### [WHAT IS REQUIRED]
Provide the data again in its entirety, exactly as given.

Rows from a dataset

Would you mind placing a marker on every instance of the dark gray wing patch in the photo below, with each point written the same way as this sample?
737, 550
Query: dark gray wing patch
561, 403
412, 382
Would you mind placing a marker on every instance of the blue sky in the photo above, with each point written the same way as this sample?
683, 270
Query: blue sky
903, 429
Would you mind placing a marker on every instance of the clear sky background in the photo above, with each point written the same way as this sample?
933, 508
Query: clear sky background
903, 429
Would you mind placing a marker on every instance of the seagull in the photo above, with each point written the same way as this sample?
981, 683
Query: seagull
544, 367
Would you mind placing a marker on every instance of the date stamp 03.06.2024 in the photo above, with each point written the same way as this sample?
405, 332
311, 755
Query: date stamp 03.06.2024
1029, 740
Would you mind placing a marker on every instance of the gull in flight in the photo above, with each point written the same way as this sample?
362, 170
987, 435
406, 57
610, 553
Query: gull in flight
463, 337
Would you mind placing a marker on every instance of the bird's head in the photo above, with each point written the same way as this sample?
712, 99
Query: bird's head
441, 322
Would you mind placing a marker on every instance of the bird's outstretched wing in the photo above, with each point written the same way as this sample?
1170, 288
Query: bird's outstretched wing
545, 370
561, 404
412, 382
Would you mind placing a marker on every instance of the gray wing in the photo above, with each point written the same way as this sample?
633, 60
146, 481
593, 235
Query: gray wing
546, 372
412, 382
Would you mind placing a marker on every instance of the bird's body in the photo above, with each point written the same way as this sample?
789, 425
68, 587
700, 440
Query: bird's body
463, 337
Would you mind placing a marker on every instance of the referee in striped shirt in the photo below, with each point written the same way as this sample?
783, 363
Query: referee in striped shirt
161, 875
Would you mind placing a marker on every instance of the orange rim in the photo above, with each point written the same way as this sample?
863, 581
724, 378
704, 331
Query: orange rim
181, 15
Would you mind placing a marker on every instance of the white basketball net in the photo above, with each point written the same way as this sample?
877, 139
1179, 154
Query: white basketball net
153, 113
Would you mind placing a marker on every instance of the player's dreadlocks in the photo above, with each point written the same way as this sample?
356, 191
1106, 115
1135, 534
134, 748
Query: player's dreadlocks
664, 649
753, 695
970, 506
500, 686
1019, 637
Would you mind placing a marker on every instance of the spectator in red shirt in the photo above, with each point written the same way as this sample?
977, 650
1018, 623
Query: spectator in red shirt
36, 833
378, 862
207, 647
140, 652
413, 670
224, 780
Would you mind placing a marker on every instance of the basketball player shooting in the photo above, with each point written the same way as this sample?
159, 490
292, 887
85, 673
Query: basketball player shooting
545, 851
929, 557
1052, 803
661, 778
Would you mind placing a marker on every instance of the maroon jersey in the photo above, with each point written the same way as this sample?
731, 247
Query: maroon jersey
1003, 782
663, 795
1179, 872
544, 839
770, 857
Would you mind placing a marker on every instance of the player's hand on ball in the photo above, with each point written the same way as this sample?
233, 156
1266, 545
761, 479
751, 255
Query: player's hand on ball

### [THE ANSWER]
Would you mind placing a marker on every instance of the dark gray wing patch in the photo below, with each point written the same way as this sample?
737, 550
Query: dark gray wing patch
561, 403
412, 382
Would you mind placing a marker on every instance of the blue sky in the photo above, with each point written the same way as this sample?
683, 270
Query: blue sky
903, 429
Would you mind placing a marker on every instance of the clear sky background in the photo above, with each point written the same way as this sample?
933, 508
Query: clear sky background
903, 429
Would you mind placing a marker on every instance of the seagull in the photo above, with each point written the same way as this sample?
981, 683
Query: seagull
544, 367
Would you mind placing a marker on every instance of the date stamp 03.06.2024 in the photo above, with each point written the same way as this sample?
405, 332
311, 755
Query: date stamp 03.06.2024
1029, 740
Would you mind placing a marker on every instance of the gull in flight in the photo above, with each point written the same way as this sample?
362, 170
987, 435
406, 57
610, 553
Query: gull in flight
463, 337
Would you mind placing a marker on every instance of the bird's head in the photo above, with each point written the same way as this sample?
712, 99
Query: bird's head
441, 322
Would you mind placing a marker on every instance of the bird's outstretched wing in the photo above, with each point written the same way as this sample?
1170, 288
Query: bird's outstretched wing
545, 370
561, 404
412, 382
Would you mind placing a marker on every instance of the gray wing in the photo above, with each point written the same way as this sample?
633, 60
146, 481
593, 235
Query: gray wing
546, 372
412, 382
Would you mind placing a marker on every instance of the bird's body in the photo above, with each point written the same way as this sample?
789, 425
68, 587
700, 440
Query: bird's body
463, 337
Would you mind placing a marker on every instance of the referee in striped shirt in the photo below, with each point written the same way as this sample?
783, 363
Query: referee in striped shirt
161, 875
Would you mind placing a marker on every instance of the orange rim in the photo above, with each point written the same way as this sample?
863, 581
724, 378
704, 331
Query: orange rim
181, 15
Would you mind placing a marker on every instance of the white basketball net in the photo above, with each point written the same way as this sample?
877, 139
1179, 154
Query: white basketball net
153, 113
Would you mind placing a marker on every instance of the player's dreadlocks in the photo above, with each point written the same way as this sample?
356, 191
1106, 115
1135, 534
134, 748
Query: player's dreadlocks
664, 649
753, 695
970, 506
500, 686
1019, 637
Would you mind placing a marker on every instance of the spectator in red shirt in the photo above, with each point written the same way as this sample?
977, 650
1018, 623
Query: spectator in red shirt
36, 833
378, 862
207, 647
140, 652
413, 670
224, 780
Would you mind placing a marker on every instance of the basketball player shooting in the photo above, with each point written the same way as this sample?
159, 490
292, 887
85, 673
Query: basketball player shooting
545, 851
929, 557
1052, 803
661, 778
Would you mind placing a marker on every instance of the maroon jersey in the photo above, with each point written the same way as this sample?
731, 247
Query: maroon jersey
1003, 782
663, 795
1179, 872
544, 839
770, 857
Would you mind placing a marker on every instance of the player's hand on ball in the photo above, with each point written the same way as this sample?
233, 156
1266, 545
761, 479
751, 255
Query: player's hand on ball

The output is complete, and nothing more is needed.